**SET PROBLEM**
Transcribe the tail of the listing: start at the line containing "spot the window with white trim." and stop after the last line, keeping every character as is and adding nothing.
═════ RECORDS FOR THIS TASK ═════
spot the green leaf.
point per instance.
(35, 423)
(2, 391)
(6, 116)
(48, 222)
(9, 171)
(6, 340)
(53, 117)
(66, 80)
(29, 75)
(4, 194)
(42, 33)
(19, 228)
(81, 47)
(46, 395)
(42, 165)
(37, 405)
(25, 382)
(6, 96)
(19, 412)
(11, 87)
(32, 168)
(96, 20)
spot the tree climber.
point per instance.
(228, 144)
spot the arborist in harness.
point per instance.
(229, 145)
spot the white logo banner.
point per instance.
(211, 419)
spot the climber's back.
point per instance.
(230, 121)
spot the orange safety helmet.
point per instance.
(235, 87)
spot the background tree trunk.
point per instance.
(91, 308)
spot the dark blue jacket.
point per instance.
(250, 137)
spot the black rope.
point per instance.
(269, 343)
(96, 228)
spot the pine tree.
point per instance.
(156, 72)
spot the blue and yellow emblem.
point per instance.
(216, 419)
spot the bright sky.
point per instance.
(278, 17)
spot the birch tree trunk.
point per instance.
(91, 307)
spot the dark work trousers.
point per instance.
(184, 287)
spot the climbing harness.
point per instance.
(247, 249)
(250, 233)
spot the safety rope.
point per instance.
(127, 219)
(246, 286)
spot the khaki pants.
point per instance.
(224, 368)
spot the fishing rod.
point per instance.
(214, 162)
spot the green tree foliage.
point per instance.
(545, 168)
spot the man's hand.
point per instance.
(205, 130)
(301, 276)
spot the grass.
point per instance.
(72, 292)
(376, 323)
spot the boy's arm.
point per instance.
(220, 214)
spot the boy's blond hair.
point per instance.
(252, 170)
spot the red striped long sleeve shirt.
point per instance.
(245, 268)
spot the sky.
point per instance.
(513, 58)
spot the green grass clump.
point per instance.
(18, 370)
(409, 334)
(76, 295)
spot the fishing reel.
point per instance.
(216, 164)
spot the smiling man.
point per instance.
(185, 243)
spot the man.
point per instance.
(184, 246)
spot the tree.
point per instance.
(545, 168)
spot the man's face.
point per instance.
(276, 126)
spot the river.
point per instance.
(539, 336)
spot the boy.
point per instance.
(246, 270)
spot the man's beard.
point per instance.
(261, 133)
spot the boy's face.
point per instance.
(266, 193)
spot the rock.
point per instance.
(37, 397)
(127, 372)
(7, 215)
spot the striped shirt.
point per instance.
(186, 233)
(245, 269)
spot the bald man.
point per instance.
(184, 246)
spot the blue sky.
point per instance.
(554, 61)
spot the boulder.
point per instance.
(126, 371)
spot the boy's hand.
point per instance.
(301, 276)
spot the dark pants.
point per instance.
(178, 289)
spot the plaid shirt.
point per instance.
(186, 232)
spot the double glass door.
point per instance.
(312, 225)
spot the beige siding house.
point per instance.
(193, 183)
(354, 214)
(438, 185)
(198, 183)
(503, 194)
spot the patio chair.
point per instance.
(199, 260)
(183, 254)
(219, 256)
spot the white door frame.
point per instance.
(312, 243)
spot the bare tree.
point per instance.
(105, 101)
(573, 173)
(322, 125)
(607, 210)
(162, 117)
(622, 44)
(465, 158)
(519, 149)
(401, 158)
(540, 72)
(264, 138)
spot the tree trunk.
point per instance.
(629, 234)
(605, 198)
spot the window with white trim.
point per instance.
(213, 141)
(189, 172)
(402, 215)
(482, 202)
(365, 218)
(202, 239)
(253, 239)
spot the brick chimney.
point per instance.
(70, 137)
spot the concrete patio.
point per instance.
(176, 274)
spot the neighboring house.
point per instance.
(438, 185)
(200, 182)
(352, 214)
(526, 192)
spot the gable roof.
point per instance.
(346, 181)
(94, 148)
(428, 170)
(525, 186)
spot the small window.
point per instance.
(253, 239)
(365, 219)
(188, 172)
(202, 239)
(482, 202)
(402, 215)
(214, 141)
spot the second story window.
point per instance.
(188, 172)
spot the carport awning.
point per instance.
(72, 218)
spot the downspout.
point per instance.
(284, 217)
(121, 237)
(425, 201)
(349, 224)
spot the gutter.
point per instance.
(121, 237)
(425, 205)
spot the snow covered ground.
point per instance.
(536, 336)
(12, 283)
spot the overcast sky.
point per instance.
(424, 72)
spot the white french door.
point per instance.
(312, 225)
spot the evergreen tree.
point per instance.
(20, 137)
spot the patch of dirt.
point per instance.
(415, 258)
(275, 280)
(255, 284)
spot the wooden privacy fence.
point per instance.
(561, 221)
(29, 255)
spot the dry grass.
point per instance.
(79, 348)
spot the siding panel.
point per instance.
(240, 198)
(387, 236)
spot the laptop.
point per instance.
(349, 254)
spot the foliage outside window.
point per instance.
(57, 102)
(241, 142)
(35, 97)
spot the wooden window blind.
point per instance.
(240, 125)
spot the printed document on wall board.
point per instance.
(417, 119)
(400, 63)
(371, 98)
═════
**EXERCISE RESULT**
spot the window with white trim.
point per instance.
(213, 141)
(189, 172)
(402, 215)
(482, 202)
(365, 218)
(202, 239)
(253, 239)
spot the brick chimney.
point per instance.
(70, 137)
spot the concrete patio.
point per instance.
(176, 274)
spot the neighboring house.
point per instance.
(438, 185)
(200, 182)
(352, 214)
(526, 192)
spot the gable roof.
point per instance.
(346, 181)
(94, 148)
(428, 170)
(525, 186)
spot the small window.
point per instance.
(253, 239)
(365, 219)
(188, 172)
(202, 239)
(482, 202)
(402, 215)
(214, 141)
spot the second story window.
point per instance.
(188, 172)
spot the carport awning.
point per instance.
(72, 218)
spot the downspout.
point per instance.
(284, 217)
(121, 237)
(425, 201)
(349, 224)
spot the gutter.
point per instance.
(121, 237)
(425, 205)
spot the snow covered ground.
point per instance.
(536, 336)
(12, 283)
spot the overcast sky.
point per instance.
(424, 72)
spot the white french door.
point per instance.
(312, 225)
spot the evergreen tree.
point per instance.
(20, 137)
spot the patch of dirt.
point per instance.
(415, 258)
(275, 280)
(255, 284)
spot the wooden privacy fence.
point per instance.
(561, 221)
(29, 255)
spot the dry grass.
point per instance.
(79, 348)
spot the siding panel.
point per instance.
(240, 198)
(387, 236)
spot the laptop.
point per instance.
(349, 254)
spot the foliage outside window.
point per instance.
(57, 102)
(241, 142)
(35, 97)
spot the wooden window blind.
point per instance.
(240, 125)
spot the printed document on wall board.
point per instance.
(417, 119)
(400, 63)
(371, 98)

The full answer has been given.